**EXERCISE DETAILS**. Summarize the text on sanctions in two sentences.

**TEXT**.
* * * * * * *

Meanwhile, the diplomatic and economic boycott which the international community has imposed on the Hamas government is entering its fifth year. In Washington, Congressmen are discussing easing sanctions on Syria while organizations representing Coptic exiles are calling for sanctions against Egypt, which in turn is pressing the United States to lift sanctions on Sudan. Sudan is joining in the call for sanctions against Eritrea, which were approved by the United Nations Security Council despite opposition from Libya – itself the target of such measures in the early 1990s, along with Saddam Hussein’s Iraq. And the list of boycotters and boycottees goes on.
Despite its popularity, however, the sanctions weapon is problematic not only because it strikes indiscriminately, but because the results it achieves are often just the opposite of what was intended.
The current proliferation of sanctions can be traced back to the years after the end of the Cold War. In its first 44 years of existence, the UN Security Council imposed mandatory international sanctions on just two nations; between 1990 and 1995, it imposed such sanctions on eight countries (see box). For as long as the world was divided into two blocs, sanctions were perceived as ineffective: For every door that is shut in the West, 10 others open in the East, and vice versa. But in the new world order, the belief grew that economic sanctions could prevent wars, promote human rights, topple tyrannical regimes and block the spread of weapons of mass destruction. Some say another reason for this optimism was a 1985 study published by the Washington-based Peterson Institute for International Economics, examining every instance in which economic sanctions were imposed bilaterally or multilaterally on a particular country since World War I. About a third of the time, the study found, sanctions achieved the desired goal, at least partially.

* * * * * * *

**DATA ROWS**.
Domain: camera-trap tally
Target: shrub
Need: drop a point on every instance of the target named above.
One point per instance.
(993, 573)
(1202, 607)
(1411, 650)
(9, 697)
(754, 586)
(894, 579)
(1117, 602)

* * * * * * *

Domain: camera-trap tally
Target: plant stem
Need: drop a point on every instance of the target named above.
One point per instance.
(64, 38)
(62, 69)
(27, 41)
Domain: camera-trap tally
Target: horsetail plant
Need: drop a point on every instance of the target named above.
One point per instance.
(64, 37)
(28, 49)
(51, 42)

* * * * * * *

**FULL ANSWER**. Sanctions are widely used, from the boycott of the Hamas government to measures against Syria, Egypt, Sudan and Eritrea, yet they strike indiscriminately and often achieve the opposite of what was intended. Their spread dates from after the Cold War, when the UN Security Council went from sanctioning two nations in 44 years to eight between 1990 and 1995 amid a belief that sanctions could prevent wars and topple tyrannical regimes, and a 1985 Peterson Institute study found them at least partly successful about a third of the time.